start

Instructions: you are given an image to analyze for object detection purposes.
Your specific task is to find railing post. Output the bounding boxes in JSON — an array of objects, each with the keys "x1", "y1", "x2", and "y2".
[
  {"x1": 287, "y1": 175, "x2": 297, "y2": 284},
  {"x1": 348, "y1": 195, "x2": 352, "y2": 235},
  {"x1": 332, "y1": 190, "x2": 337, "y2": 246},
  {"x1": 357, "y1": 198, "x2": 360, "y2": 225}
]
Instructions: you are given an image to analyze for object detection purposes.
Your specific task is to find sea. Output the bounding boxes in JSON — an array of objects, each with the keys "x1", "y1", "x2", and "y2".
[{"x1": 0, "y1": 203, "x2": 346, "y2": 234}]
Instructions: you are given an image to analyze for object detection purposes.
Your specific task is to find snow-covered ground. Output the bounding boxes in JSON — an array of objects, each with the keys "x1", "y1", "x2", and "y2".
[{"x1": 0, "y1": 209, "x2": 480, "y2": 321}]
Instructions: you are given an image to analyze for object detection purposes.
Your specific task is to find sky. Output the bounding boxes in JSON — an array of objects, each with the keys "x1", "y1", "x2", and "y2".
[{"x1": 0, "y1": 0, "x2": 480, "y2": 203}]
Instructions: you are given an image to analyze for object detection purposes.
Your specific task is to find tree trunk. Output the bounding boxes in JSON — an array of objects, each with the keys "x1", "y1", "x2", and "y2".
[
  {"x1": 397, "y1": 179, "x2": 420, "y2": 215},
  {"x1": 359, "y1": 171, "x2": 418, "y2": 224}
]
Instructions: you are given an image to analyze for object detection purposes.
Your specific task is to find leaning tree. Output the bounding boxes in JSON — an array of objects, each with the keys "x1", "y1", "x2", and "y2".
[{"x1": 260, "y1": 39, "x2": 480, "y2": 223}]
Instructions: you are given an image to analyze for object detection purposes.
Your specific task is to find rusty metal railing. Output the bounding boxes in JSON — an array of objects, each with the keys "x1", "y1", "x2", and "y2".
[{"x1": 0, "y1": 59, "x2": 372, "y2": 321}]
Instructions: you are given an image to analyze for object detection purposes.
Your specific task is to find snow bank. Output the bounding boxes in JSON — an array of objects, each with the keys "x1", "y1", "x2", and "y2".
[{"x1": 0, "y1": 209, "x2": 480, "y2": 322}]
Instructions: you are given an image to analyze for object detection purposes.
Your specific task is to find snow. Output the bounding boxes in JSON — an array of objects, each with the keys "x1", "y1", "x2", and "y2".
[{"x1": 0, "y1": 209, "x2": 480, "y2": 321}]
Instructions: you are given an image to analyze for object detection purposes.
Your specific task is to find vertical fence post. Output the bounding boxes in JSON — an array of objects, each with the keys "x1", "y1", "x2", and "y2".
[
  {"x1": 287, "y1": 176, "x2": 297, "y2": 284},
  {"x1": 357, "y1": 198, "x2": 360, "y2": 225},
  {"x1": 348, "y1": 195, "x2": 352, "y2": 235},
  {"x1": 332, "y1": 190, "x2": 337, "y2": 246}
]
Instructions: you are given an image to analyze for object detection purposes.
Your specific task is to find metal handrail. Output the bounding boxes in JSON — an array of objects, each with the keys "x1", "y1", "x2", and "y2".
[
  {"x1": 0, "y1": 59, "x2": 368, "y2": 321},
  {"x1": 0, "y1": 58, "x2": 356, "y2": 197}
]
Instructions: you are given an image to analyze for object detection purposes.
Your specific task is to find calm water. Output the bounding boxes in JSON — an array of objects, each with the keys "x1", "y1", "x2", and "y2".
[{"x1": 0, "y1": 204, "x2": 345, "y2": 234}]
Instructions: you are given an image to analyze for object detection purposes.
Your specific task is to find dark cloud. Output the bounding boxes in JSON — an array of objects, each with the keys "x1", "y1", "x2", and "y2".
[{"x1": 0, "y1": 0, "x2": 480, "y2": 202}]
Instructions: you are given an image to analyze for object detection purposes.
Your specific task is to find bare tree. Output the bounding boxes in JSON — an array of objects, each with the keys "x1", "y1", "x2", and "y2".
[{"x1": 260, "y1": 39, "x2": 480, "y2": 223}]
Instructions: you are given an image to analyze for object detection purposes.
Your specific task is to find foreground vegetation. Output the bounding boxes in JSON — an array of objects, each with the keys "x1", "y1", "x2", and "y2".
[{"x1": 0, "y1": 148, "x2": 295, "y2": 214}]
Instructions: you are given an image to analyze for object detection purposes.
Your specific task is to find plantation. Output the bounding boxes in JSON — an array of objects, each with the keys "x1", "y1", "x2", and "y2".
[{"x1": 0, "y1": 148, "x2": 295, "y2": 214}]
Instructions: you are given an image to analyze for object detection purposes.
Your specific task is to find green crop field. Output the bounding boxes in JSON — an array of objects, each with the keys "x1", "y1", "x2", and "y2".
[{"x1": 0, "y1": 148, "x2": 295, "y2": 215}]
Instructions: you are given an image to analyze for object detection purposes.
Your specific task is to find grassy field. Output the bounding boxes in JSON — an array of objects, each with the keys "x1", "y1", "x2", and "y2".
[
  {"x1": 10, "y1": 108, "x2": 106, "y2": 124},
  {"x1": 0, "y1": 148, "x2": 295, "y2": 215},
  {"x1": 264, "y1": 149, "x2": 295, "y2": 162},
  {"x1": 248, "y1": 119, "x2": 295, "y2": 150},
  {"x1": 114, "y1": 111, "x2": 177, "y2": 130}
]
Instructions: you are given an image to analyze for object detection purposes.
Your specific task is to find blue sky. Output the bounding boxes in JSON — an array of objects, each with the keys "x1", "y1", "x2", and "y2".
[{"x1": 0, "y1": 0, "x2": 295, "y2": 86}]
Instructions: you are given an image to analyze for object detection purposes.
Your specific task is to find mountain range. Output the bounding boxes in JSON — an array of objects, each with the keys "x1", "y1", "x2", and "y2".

end

### [INSTRUCTIONS FOR THE TASK]
Gather every line in the items above that contains the string "metal". Case counts.

### [REPLY TO THE EXERCISE]
Your specific task is to find rusty metal railing. Output the bounding boxes in JSON — an array of objects, each with the keys "x1", "y1", "x2", and "y2".
Your specific task is to find metal handrail. Output the bounding boxes in JSON — an array of objects, each with the keys "x1", "y1", "x2", and "y2".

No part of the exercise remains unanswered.